[Data]
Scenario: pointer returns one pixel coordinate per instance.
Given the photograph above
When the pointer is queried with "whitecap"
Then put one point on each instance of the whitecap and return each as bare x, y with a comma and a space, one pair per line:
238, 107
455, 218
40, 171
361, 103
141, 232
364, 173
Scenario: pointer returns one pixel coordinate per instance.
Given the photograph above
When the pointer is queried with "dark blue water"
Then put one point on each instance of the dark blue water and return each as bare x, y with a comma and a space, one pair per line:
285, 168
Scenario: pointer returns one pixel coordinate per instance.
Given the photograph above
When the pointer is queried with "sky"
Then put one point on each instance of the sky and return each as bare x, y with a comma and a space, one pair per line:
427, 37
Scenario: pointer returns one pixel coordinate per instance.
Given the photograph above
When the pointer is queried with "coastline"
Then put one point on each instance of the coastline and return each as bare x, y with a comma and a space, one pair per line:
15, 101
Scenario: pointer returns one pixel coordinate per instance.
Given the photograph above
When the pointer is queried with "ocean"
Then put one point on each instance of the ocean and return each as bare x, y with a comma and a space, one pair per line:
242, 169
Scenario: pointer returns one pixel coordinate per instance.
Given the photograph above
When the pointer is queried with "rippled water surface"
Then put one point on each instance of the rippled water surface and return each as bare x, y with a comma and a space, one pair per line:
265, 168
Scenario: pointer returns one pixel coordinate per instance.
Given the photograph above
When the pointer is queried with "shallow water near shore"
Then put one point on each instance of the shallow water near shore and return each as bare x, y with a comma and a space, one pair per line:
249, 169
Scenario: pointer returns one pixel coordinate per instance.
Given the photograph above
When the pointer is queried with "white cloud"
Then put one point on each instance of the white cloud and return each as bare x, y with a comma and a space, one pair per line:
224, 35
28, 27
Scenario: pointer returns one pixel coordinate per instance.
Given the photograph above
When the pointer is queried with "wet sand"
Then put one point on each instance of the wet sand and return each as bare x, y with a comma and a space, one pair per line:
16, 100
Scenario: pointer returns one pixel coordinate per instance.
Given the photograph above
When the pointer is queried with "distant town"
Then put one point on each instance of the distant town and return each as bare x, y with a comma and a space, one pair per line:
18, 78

[Task brief]
Both ends count here. Reproduce exactly the lines from the one containing "Then put one point on each instance of the ocean" through the end of the listing.

[Answer for the task]
Then put one point on each instance of the ocean and return each as bare x, y with a comma and a space, one pair per line:
242, 169
Scenario: pointer returns one pixel coordinate per instance.
Given the photograph above
When the pointer is queried with "rippled water surface"
Then put one point on each instance of the rippled water surface and return each as bare x, y with a comma and a space, one pair per line:
265, 168
Scenario: pointer returns one pixel coordinate per instance.
Given the photograph above
When the pointer is queried with "shallow water near shore"
Then put one point on each instance of the shallow water near shore and return each as bare x, y with a comma and a space, one pair per line:
249, 169
Scenario: pointer returns one pixel coordinate per instance.
Given the photograph above
When the pointer is queried with "white cloud"
Then put one point on each instance of the white cloud and return each as bare x, y with a comma and a space, one pair per line:
224, 35
28, 27
Scenario: pointer returns one pixel coordinate per instance.
Given the photograph above
When the pointer is queried with "wet sand"
Then put one point on each instance of the wet sand and return each as bare x, y with a comma and a space, one pair per line:
16, 100
Scenario: pointer returns one pixel coordinate per instance.
Given the photograph above
When the pointer is queried with "distant town"
Then put one point on each instance of the distant town and return each as bare x, y with a comma and a space, one pair per line:
18, 78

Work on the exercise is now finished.